━━━━━ Entries shown ━━━━━
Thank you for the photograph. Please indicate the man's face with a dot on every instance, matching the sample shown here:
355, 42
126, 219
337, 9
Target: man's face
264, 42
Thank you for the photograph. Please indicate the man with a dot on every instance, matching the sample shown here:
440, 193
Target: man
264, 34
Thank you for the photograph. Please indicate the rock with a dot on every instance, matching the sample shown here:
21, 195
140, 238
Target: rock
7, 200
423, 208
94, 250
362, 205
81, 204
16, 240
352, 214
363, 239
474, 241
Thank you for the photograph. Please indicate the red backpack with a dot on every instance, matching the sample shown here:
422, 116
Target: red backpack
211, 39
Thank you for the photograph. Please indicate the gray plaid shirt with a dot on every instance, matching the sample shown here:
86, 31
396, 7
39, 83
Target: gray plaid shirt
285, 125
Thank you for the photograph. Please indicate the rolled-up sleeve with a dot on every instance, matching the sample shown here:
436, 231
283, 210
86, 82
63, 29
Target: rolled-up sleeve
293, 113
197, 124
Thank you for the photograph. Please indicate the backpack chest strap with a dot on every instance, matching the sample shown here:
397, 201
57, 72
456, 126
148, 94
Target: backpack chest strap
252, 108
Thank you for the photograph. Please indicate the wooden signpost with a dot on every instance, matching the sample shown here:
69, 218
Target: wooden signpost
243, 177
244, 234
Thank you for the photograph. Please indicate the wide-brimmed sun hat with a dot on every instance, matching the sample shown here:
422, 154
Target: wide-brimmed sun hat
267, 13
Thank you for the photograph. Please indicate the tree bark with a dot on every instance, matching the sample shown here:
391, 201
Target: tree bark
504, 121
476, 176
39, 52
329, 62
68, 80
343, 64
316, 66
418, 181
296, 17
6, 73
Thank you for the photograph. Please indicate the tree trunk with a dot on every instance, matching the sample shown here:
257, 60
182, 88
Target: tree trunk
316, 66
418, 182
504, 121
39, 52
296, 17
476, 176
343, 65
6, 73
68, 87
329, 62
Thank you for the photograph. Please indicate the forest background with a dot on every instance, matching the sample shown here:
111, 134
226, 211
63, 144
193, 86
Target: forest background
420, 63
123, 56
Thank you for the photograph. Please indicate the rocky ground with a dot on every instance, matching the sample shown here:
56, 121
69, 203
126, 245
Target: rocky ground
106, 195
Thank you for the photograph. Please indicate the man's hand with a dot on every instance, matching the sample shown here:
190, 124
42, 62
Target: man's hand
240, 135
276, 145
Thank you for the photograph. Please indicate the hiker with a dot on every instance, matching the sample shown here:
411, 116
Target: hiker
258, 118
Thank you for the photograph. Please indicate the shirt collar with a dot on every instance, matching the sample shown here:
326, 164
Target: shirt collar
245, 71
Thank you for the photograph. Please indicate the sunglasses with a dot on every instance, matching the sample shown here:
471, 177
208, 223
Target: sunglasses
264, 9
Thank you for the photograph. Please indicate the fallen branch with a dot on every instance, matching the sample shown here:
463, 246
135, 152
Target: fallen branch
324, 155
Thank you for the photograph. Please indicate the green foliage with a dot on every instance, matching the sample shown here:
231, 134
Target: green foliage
━━━━━
## Written task
Lay out every line of the records above as a Markdown table with the columns "Row" and "Line". Number the rows in order and leave out blank lines.

## Task answer
| Row | Line |
|---|---|
| 1 | Thank you for the photograph. Please indicate the man's face with a dot on every instance, matching the sample shown here: |
| 2 | 355, 42 |
| 3 | 126, 219 |
| 4 | 337, 9 |
| 5 | Target: man's face |
| 6 | 264, 42 |
| 7 | Thank you for the photograph. Please indicate the man with a dot on every instance, matching the sample shown here: |
| 8 | 440, 193 |
| 9 | Target: man |
| 10 | 264, 34 |
| 11 | Thank you for the photograph. Please indicate the rock with a dot on every instance, matching the sample shown here: |
| 12 | 21, 195 |
| 13 | 140, 238 |
| 14 | Target: rock |
| 15 | 7, 200 |
| 16 | 423, 208 |
| 17 | 94, 250 |
| 18 | 362, 205 |
| 19 | 81, 204 |
| 20 | 16, 240 |
| 21 | 352, 214 |
| 22 | 363, 239 |
| 23 | 474, 241 |
| 24 | Thank you for the photograph. Please indicate the red backpack with a dot on every instance, matching the sample shown here: |
| 25 | 422, 116 |
| 26 | Target: red backpack |
| 27 | 211, 39 |
| 28 | Thank you for the photograph. Please indicate the gray plaid shirt with a dot on every instance, matching the sample shown here: |
| 29 | 86, 31 |
| 30 | 396, 7 |
| 31 | 39, 83 |
| 32 | Target: gray plaid shirt |
| 33 | 285, 125 |
| 34 | Thank you for the photograph. Please indicate the rolled-up sleeve with a dot on every instance, matching the sample shown here: |
| 35 | 436, 231 |
| 36 | 283, 210 |
| 37 | 86, 82 |
| 38 | 63, 29 |
| 39 | Target: rolled-up sleeve |
| 40 | 293, 113 |
| 41 | 197, 124 |
| 42 | Thank you for the photograph. Please indicate the backpack chest strap with a dot on every instance, matching the sample shown here: |
| 43 | 397, 201 |
| 44 | 57, 72 |
| 45 | 456, 126 |
| 46 | 148, 94 |
| 47 | Target: backpack chest strap |
| 48 | 252, 108 |
| 49 | Thank you for the photograph. Please indicate the wooden signpost with a dot on every instance, matching the sample shown here: |
| 50 | 69, 218 |
| 51 | Target: wooden signpost |
| 52 | 243, 177 |
| 53 | 244, 234 |
| 54 | Thank you for the photograph. Please indicate the wide-brimmed sun hat with a dot on every instance, matching the sample shown here: |
| 55 | 422, 154 |
| 56 | Target: wide-brimmed sun hat |
| 57 | 267, 13 |
| 58 | Thank you for the photograph. Please indicate the tree bark with a dot on every instance, matching the sample shown here: |
| 59 | 391, 201 |
| 60 | Target: tree bark |
| 61 | 504, 121 |
| 62 | 476, 176 |
| 63 | 39, 52 |
| 64 | 329, 62 |
| 65 | 68, 80 |
| 66 | 343, 64 |
| 67 | 316, 66 |
| 68 | 418, 181 |
| 69 | 296, 17 |
| 70 | 6, 73 |
| 71 | Thank you for the photograph. Please indicate the tree trunk with a dot on every instance, matching the sample shown here: |
| 72 | 257, 60 |
| 73 | 182, 88 |
| 74 | Target: tree trunk |
| 75 | 316, 66 |
| 76 | 418, 182 |
| 77 | 504, 121 |
| 78 | 39, 52 |
| 79 | 296, 17 |
| 80 | 476, 176 |
| 81 | 343, 65 |
| 82 | 6, 73 |
| 83 | 68, 87 |
| 84 | 329, 62 |
| 85 | Thank you for the photograph. Please indicate the forest background with a dot on every instance, matching the sample shown here: |
| 86 | 111, 134 |
| 87 | 226, 211 |
| 88 | 63, 144 |
| 89 | 193, 86 |
| 90 | Target: forest background |
| 91 | 420, 63 |
| 92 | 123, 56 |
| 93 | Thank you for the photograph. Please indicate the rocky ground with a dot on every instance, matching the sample shown here: |
| 94 | 56, 121 |
| 95 | 69, 203 |
| 96 | 126, 245 |
| 97 | Target: rocky ground |
| 98 | 106, 195 |
| 99 | Thank you for the photograph. Please indicate the man's hand with a dot on every instance, matching the sample shown here: |
| 100 | 190, 124 |
| 101 | 42, 62 |
| 102 | Target: man's hand |
| 103 | 240, 135 |
| 104 | 276, 145 |
| 105 | Thank you for the photograph. Please indicate the hiker with a dot on every instance, matching the sample shown here: |
| 106 | 411, 116 |
| 107 | Target: hiker |
| 108 | 258, 118 |
| 109 | Thank you for the photograph. Please indicate the shirt collar with a dot on every instance, matching the sample shown here: |
| 110 | 326, 164 |
| 111 | Target: shirt collar |
| 112 | 245, 71 |
| 113 | Thank you for the photograph. Please indicate the sunglasses with a dot on every instance, matching the sample shown here: |
| 114 | 471, 177 |
| 115 | 208, 223 |
| 116 | Target: sunglasses |
| 117 | 264, 9 |
| 118 | Thank you for the photograph. Please indicate the fallen branch with a dot on every instance, matching the sample shown here: |
| 119 | 463, 246 |
| 120 | 135, 152 |
| 121 | Target: fallen branch |
| 122 | 324, 155 |
| 123 | Thank you for the photograph. Please indicate the green foliage with a dot on every instance, matching the sample shown here: |
| 124 | 231, 134 |
| 125 | Target: green foliage |